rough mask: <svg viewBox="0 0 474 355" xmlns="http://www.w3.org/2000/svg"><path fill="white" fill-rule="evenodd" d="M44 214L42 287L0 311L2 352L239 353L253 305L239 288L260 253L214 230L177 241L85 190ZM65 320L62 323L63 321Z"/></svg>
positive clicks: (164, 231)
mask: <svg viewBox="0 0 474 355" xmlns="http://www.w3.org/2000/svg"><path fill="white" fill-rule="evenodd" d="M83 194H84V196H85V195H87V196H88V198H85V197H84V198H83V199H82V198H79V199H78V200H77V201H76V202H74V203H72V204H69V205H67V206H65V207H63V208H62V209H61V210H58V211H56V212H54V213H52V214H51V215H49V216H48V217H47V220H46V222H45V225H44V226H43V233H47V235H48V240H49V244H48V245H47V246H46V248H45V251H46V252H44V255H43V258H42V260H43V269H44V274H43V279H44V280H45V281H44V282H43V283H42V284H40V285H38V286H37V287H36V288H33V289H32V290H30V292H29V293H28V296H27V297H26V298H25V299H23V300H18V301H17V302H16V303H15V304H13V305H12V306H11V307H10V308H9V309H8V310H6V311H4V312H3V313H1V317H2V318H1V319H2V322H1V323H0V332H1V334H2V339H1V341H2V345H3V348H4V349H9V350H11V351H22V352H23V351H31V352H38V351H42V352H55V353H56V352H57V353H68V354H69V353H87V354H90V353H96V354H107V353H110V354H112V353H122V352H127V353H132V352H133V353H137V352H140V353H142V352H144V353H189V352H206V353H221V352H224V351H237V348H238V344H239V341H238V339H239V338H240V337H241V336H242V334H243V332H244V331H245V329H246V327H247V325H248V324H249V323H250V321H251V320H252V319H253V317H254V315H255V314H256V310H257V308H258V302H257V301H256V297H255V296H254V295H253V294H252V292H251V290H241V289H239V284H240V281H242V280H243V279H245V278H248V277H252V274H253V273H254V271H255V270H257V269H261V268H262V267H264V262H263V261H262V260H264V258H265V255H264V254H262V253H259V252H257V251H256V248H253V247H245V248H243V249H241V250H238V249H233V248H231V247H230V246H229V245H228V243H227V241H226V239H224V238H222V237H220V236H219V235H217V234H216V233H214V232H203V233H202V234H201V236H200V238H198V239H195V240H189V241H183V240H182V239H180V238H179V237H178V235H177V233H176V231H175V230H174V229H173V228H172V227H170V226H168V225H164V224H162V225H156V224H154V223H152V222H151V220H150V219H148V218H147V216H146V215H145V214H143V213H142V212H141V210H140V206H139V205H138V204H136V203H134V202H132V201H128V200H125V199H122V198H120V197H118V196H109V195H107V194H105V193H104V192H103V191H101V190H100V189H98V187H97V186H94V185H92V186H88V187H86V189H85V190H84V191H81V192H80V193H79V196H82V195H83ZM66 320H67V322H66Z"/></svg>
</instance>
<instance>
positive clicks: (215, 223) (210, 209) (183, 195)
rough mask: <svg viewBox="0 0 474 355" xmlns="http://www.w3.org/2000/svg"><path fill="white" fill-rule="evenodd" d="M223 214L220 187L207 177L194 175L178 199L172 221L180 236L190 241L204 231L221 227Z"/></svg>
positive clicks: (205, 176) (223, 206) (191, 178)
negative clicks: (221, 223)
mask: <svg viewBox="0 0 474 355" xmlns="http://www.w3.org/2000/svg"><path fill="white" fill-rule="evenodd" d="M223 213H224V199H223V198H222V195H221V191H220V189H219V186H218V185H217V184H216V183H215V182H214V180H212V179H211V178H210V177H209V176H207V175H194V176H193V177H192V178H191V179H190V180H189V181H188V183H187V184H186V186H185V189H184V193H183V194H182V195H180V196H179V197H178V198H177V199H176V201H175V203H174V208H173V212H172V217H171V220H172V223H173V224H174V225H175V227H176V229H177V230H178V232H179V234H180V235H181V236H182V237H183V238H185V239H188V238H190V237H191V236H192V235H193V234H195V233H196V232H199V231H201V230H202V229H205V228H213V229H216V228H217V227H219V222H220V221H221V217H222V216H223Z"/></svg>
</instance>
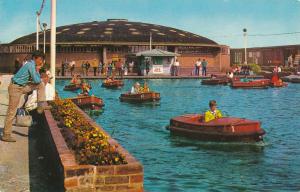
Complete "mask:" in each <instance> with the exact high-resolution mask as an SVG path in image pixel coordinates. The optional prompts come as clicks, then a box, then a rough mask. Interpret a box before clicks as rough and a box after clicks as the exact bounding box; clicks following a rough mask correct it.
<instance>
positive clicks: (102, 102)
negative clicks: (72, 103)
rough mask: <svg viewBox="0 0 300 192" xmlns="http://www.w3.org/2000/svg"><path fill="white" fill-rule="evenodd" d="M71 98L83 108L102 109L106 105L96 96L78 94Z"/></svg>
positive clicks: (94, 109)
mask: <svg viewBox="0 0 300 192" xmlns="http://www.w3.org/2000/svg"><path fill="white" fill-rule="evenodd" d="M71 100H72V101H73V102H74V103H75V104H76V105H77V106H78V107H80V108H82V109H90V110H100V109H102V107H103V106H104V103H103V100H102V99H101V98H99V97H95V96H78V97H74V98H71Z"/></svg>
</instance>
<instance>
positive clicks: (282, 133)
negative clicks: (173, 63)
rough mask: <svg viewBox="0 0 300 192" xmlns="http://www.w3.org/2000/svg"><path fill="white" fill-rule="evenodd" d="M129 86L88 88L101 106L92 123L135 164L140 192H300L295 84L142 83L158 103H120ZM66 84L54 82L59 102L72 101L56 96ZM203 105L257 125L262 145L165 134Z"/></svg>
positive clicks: (187, 80) (298, 152) (65, 94)
mask: <svg viewBox="0 0 300 192" xmlns="http://www.w3.org/2000/svg"><path fill="white" fill-rule="evenodd" d="M135 81H136V80H125V86H124V87H123V88H122V89H118V90H111V89H106V88H102V87H101V80H90V81H89V82H90V84H91V85H92V87H93V89H92V90H91V91H92V93H93V94H94V95H96V96H98V97H101V98H103V100H104V103H105V109H104V113H103V114H102V115H100V116H94V117H93V119H94V120H95V121H96V122H97V123H98V124H100V125H101V126H102V127H103V128H104V129H105V130H106V131H108V132H109V133H110V134H111V135H112V136H113V138H115V139H116V140H118V141H119V143H120V144H121V145H122V146H124V147H125V148H126V149H127V150H128V151H129V152H130V153H132V154H133V155H134V156H135V157H136V158H137V159H138V160H139V161H141V162H142V164H143V165H144V174H145V181H144V184H145V189H146V190H147V191H158V192H162V191H170V192H175V191H176V192H177V191H184V192H189V191H191V192H195V191H299V190H300V118H299V116H300V84H291V83H290V84H289V85H288V87H286V88H269V89H262V90H257V89H253V90H242V89H231V88H230V87H229V86H205V85H201V80H176V79H174V80H172V79H170V80H168V79H156V80H146V81H147V83H148V84H149V85H150V88H151V89H152V90H155V91H157V92H160V94H161V101H160V102H159V103H154V104H151V103H148V104H132V103H125V102H120V101H119V96H120V94H121V93H123V92H126V91H128V90H130V87H131V86H132V85H133V83H134V82H135ZM139 82H140V83H142V82H143V81H141V80H140V81H139ZM68 83H69V81H66V80H58V81H57V82H56V85H57V86H56V89H57V90H58V92H59V95H60V96H61V97H63V98H66V97H74V96H76V93H73V92H66V91H63V87H64V85H66V84H68ZM211 99H215V100H217V103H218V108H219V109H220V110H221V111H222V112H223V114H225V115H230V116H236V117H244V118H249V119H254V120H260V121H261V122H262V127H263V128H264V129H265V130H266V132H267V134H266V136H265V141H264V142H262V143H258V144H242V143H233V144H230V143H213V142H199V141H196V140H190V139H187V138H184V137H179V136H176V137H175V136H170V134H169V131H167V130H166V129H165V126H166V125H168V123H169V119H170V118H171V117H174V116H177V115H181V114H185V113H200V112H203V111H205V110H207V108H208V102H209V100H211Z"/></svg>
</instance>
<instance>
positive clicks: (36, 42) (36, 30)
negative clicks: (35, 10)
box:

· · · ·

> _The task_
The response is the full listing, copied exactly, with the pictures omitted.

> _Written answer_
rough mask: <svg viewBox="0 0 474 355" xmlns="http://www.w3.org/2000/svg"><path fill="white" fill-rule="evenodd" d="M44 214L42 287L0 311L2 352L239 353L253 305L239 288L260 253L214 230L177 241L85 190ZM65 320L62 323L63 321Z"/></svg>
positive clicks: (164, 231)
mask: <svg viewBox="0 0 474 355" xmlns="http://www.w3.org/2000/svg"><path fill="white" fill-rule="evenodd" d="M83 194H84V196H85V195H87V196H88V198H85V197H84V198H83V199H82V198H79V199H78V200H77V201H76V202H74V203H72V204H69V205H67V206H65V207H63V208H62V209H61V210H58V211H56V212H54V213H52V214H51V215H49V216H48V217H47V220H46V222H45V225H44V226H43V233H47V235H48V240H49V244H48V245H47V246H46V248H45V251H46V252H44V255H43V258H42V260H43V269H44V274H43V279H44V280H45V281H44V282H43V283H42V284H40V285H38V286H37V287H36V288H33V289H32V290H30V292H29V293H28V296H27V297H26V298H25V299H23V300H18V301H17V302H16V303H15V304H13V305H12V306H11V307H10V308H9V309H8V310H6V311H4V312H3V313H1V317H2V318H1V319H2V322H1V323H0V332H1V334H2V339H1V341H2V345H3V348H4V349H9V350H11V351H22V352H23V351H31V352H38V351H42V352H55V353H56V352H57V353H68V354H69V353H87V354H90V353H96V354H107V353H110V354H112V353H122V352H127V353H132V352H133V353H137V352H140V353H142V352H144V353H189V352H206V353H221V352H224V351H237V348H238V344H239V341H238V339H239V338H240V337H241V336H242V334H243V332H244V331H245V329H246V327H247V325H248V324H249V323H250V321H251V320H252V319H253V317H254V315H255V314H256V310H257V308H258V302H257V301H256V297H255V296H254V295H253V294H252V292H251V290H241V289H239V284H240V281H242V280H243V279H245V278H248V277H252V274H253V273H254V271H255V270H257V269H261V268H262V267H264V262H263V261H262V260H264V258H265V255H264V254H262V253H259V252H257V251H256V248H253V247H245V248H243V249H241V250H238V249H233V248H231V247H230V246H229V245H228V243H227V241H226V239H224V238H222V237H220V236H219V235H217V234H216V233H214V232H203V233H202V234H201V236H200V238H198V239H195V240H189V241H183V240H182V239H180V238H179V237H178V235H177V233H176V231H175V230H174V229H173V228H172V227H170V226H168V225H164V224H162V225H156V224H154V223H152V222H151V220H150V219H148V218H147V216H146V215H145V214H143V213H142V212H141V210H140V206H139V205H138V204H136V203H134V202H132V201H128V200H125V199H122V198H120V197H118V196H109V195H107V194H105V193H104V192H103V191H101V190H100V189H98V187H97V186H94V185H92V186H88V187H86V189H85V190H84V191H81V192H80V193H79V196H82V195H83ZM66 320H67V322H66Z"/></svg>
</instance>
<instance>
positive clicks: (215, 223) (210, 209) (183, 195)
rough mask: <svg viewBox="0 0 474 355" xmlns="http://www.w3.org/2000/svg"><path fill="white" fill-rule="evenodd" d="M223 214L220 187L207 177L194 175L178 199L172 221L180 236L190 241L204 231L221 227Z"/></svg>
positive clicks: (205, 176) (223, 206) (191, 178)
negative clicks: (221, 223)
mask: <svg viewBox="0 0 474 355" xmlns="http://www.w3.org/2000/svg"><path fill="white" fill-rule="evenodd" d="M223 213H224V199H223V198H222V195H221V191H220V189H219V186H218V185H217V184H216V183H215V182H214V180H212V179H211V178H210V177H209V176H207V175H194V176H193V177H192V178H191V179H190V180H189V181H188V183H187V184H186V186H185V189H184V193H183V194H182V195H180V196H179V197H178V198H177V199H176V201H175V203H174V208H173V212H172V217H171V220H172V223H173V224H174V225H175V227H176V229H177V230H178V232H179V234H180V235H181V236H182V237H183V238H185V239H188V238H190V237H191V236H192V235H193V234H195V233H196V232H199V231H201V230H202V229H205V228H213V229H216V228H217V227H219V222H220V221H221V217H222V216H223Z"/></svg>
</instance>
Complete "mask:" in each <instance> with the exact high-resolution mask as an SVG path in image pixel coordinates. The optional prompts come as clicks, then a box, then a rough mask. Interpret a box before clicks as rough and a box after clicks as the exact bounding box; clicks following a rough mask correct it.
<instance>
positive clicks: (102, 102)
negative clicks: (72, 103)
rough mask: <svg viewBox="0 0 300 192" xmlns="http://www.w3.org/2000/svg"><path fill="white" fill-rule="evenodd" d="M71 98L83 108L102 109L106 105L96 96L78 94Z"/></svg>
positive clicks: (94, 109)
mask: <svg viewBox="0 0 300 192" xmlns="http://www.w3.org/2000/svg"><path fill="white" fill-rule="evenodd" d="M71 100H72V101H73V102H74V103H75V104H76V105H77V106H78V107H80V108H82V109H90V110H100V109H102V107H103V106H104V103H103V100H102V99H101V98H99V97H95V96H78V97H74V98H71Z"/></svg>
</instance>
<instance>
positive clicks: (282, 133)
negative clicks: (173, 63)
rough mask: <svg viewBox="0 0 300 192" xmlns="http://www.w3.org/2000/svg"><path fill="white" fill-rule="evenodd" d="M129 86L88 88L101 106L92 123L135 164L140 192H300L295 84L142 83L158 103H120ZM66 84L54 82L59 102L72 101L56 96ZM203 105L257 125L262 145L165 134Z"/></svg>
positive clicks: (187, 80) (298, 152) (65, 94)
mask: <svg viewBox="0 0 300 192" xmlns="http://www.w3.org/2000/svg"><path fill="white" fill-rule="evenodd" d="M135 81H136V80H125V86H124V87H123V88H122V89H118V90H111V89H106V88H102V87H101V80H90V81H89V82H90V84H91V85H92V87H93V89H92V90H91V91H92V93H93V94H94V95H96V96H98V97H101V98H103V100H104V103H105V109H104V113H103V114H102V115H100V116H94V117H93V119H94V120H95V121H96V122H97V123H98V124H100V125H101V126H102V127H103V128H104V129H105V130H106V131H108V132H109V133H110V134H111V135H112V136H113V138H115V139H116V140H118V141H119V143H120V144H121V145H122V146H124V147H125V148H126V149H127V150H128V151H129V152H130V153H132V154H133V155H134V156H135V157H136V158H137V159H138V160H139V161H141V162H142V164H143V165H144V174H145V181H144V184H145V189H146V190H147V191H158V192H162V191H170V192H175V191H176V192H177V191H184V192H189V191H191V192H195V191H299V190H300V118H299V116H300V84H291V83H290V84H289V85H288V87H286V88H269V89H262V90H257V89H253V90H242V89H231V88H230V87H229V86H205V85H201V80H176V79H174V80H172V79H170V80H168V79H156V80H146V81H147V83H148V84H149V85H150V88H151V89H152V90H155V91H157V92H160V94H161V101H160V102H159V103H154V104H151V103H148V104H132V103H125V102H120V101H119V96H120V94H121V93H123V92H126V91H128V90H130V87H131V86H132V85H133V83H134V82H135ZM139 82H140V83H142V82H143V81H141V80H140V81H139ZM68 83H69V81H66V80H58V81H57V82H56V85H57V86H56V89H57V90H58V92H59V95H60V96H61V97H63V98H66V97H74V96H76V93H73V92H66V91H63V87H64V85H66V84H68ZM211 99H215V100H217V103H218V108H219V109H220V110H221V111H222V112H223V114H225V115H230V116H236V117H244V118H249V119H254V120H260V121H261V122H262V127H263V128H264V129H265V130H266V132H267V134H266V136H265V141H264V142H262V143H258V144H242V143H233V144H230V143H213V142H199V141H196V140H190V139H187V138H184V137H179V136H176V137H175V136H170V134H169V131H167V130H166V129H165V126H166V125H168V123H169V119H170V118H171V117H174V116H177V115H181V114H185V113H200V112H203V111H205V110H207V108H208V102H209V100H211Z"/></svg>
</instance>
<instance>
positive clicks: (36, 42) (36, 30)
negative clicks: (35, 10)
box:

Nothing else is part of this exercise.